- **PROBLEM TO WORK ON**:
Every entry should be copied exactly, with nothing added or dropped.

(Phrase grounding data)
——

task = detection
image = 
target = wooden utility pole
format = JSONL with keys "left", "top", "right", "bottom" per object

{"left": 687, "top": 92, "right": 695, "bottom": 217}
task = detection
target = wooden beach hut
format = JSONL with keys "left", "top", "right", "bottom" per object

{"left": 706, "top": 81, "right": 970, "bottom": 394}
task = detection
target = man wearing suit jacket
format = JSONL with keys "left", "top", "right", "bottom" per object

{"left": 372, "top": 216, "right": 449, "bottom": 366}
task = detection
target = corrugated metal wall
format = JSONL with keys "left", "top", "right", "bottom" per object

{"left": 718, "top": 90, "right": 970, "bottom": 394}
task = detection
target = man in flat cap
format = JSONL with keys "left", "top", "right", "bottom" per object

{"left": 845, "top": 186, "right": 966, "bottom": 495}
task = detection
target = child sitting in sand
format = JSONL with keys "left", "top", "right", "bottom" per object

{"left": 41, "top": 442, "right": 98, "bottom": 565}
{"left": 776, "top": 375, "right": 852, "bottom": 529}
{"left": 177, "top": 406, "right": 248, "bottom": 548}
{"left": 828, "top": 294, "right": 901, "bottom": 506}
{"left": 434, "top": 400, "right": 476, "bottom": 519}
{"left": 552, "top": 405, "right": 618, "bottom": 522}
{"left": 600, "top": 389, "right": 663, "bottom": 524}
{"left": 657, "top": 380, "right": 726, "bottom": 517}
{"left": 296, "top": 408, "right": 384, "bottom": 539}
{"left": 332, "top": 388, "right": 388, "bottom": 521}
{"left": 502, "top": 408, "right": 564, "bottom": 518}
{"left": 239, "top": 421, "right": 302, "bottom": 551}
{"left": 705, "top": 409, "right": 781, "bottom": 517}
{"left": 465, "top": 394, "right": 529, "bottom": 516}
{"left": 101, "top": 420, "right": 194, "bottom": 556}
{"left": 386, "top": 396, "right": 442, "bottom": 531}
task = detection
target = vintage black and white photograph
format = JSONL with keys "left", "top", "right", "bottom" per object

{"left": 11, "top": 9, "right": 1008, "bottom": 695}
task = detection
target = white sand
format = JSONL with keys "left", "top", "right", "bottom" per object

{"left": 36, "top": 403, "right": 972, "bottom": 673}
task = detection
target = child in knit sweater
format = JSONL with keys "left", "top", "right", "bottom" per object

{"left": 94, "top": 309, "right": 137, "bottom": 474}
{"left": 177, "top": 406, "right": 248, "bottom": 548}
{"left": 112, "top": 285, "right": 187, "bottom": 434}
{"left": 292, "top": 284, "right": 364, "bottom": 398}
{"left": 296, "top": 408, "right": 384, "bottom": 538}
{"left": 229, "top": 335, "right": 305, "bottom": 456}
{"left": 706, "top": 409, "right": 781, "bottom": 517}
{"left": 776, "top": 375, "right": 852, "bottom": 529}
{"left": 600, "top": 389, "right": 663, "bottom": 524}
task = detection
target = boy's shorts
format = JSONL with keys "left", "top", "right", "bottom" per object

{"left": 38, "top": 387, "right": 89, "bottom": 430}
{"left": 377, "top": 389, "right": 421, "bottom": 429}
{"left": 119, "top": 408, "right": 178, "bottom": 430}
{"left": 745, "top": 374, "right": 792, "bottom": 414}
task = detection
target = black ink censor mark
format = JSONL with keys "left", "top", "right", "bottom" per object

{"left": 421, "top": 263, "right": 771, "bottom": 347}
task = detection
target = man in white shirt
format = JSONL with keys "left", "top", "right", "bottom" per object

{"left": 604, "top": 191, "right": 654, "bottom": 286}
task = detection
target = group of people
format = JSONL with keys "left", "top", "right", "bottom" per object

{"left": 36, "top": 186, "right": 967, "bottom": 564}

——

- **EXPECTED OUTPUT**:
task = detection
image = 
target = wooden utility pole
format = JSONL with keys "left", "top", "right", "bottom" per object

{"left": 687, "top": 92, "right": 695, "bottom": 217}
task = detection
target = wooden beach hut
format = JSONL with keys "left", "top", "right", "bottom" per object

{"left": 706, "top": 81, "right": 970, "bottom": 394}
task = detection
target = man wearing suit jacket
format = JSONL with keys "left", "top", "right", "bottom" per object

{"left": 372, "top": 216, "right": 449, "bottom": 366}
task = detection
target = corrugated metal wall
format = JSONL with keys "left", "top", "right", "bottom" per object

{"left": 718, "top": 90, "right": 970, "bottom": 394}
task = detection
target = man in flat cap
format = JSONL with keys "left", "top", "right", "bottom" per object

{"left": 845, "top": 186, "right": 966, "bottom": 495}
task = detection
target = child sitting in sand
format = JSONL with keys "left", "top", "right", "bottom" per object

{"left": 41, "top": 442, "right": 98, "bottom": 565}
{"left": 776, "top": 375, "right": 852, "bottom": 529}
{"left": 177, "top": 406, "right": 248, "bottom": 548}
{"left": 828, "top": 294, "right": 901, "bottom": 506}
{"left": 434, "top": 400, "right": 476, "bottom": 519}
{"left": 552, "top": 405, "right": 618, "bottom": 522}
{"left": 600, "top": 389, "right": 663, "bottom": 524}
{"left": 657, "top": 380, "right": 726, "bottom": 517}
{"left": 296, "top": 408, "right": 384, "bottom": 539}
{"left": 332, "top": 388, "right": 388, "bottom": 521}
{"left": 502, "top": 408, "right": 564, "bottom": 518}
{"left": 239, "top": 421, "right": 302, "bottom": 551}
{"left": 705, "top": 409, "right": 781, "bottom": 517}
{"left": 465, "top": 394, "right": 529, "bottom": 516}
{"left": 101, "top": 420, "right": 194, "bottom": 556}
{"left": 386, "top": 396, "right": 442, "bottom": 531}
task = detection
target = vintage black and white photograph
format = JSONL with keys "left", "top", "right", "bottom" per object

{"left": 11, "top": 9, "right": 1008, "bottom": 695}
task = detection
target = white sand
format = JSONL with keys "left", "top", "right", "bottom" per object

{"left": 36, "top": 403, "right": 972, "bottom": 673}
task = detection
target = child in knit sweater
format = JSONL with keys "left", "top", "right", "bottom" per object

{"left": 94, "top": 309, "right": 137, "bottom": 474}
{"left": 177, "top": 406, "right": 248, "bottom": 548}
{"left": 112, "top": 285, "right": 187, "bottom": 434}
{"left": 292, "top": 284, "right": 364, "bottom": 398}
{"left": 296, "top": 408, "right": 384, "bottom": 538}
{"left": 229, "top": 335, "right": 305, "bottom": 456}
{"left": 706, "top": 409, "right": 781, "bottom": 517}
{"left": 776, "top": 375, "right": 852, "bottom": 529}
{"left": 600, "top": 389, "right": 663, "bottom": 524}
task = detection
target = boy's shorts
format = JSONL with keys "left", "top", "right", "bottom" per object

{"left": 38, "top": 387, "right": 89, "bottom": 430}
{"left": 377, "top": 389, "right": 421, "bottom": 429}
{"left": 119, "top": 408, "right": 178, "bottom": 430}
{"left": 745, "top": 374, "right": 792, "bottom": 414}
task = detection
target = black ink censor mark
format = JSONL with keys "left", "top", "right", "bottom" per object

{"left": 421, "top": 263, "right": 771, "bottom": 347}
task = detection
target = man in white shirt
format = JSONL with keys "left", "top", "right", "bottom" per object

{"left": 604, "top": 191, "right": 654, "bottom": 286}
task = detection
target = group of people
format = JSONL with keys "left", "top", "right", "bottom" per object

{"left": 36, "top": 186, "right": 967, "bottom": 564}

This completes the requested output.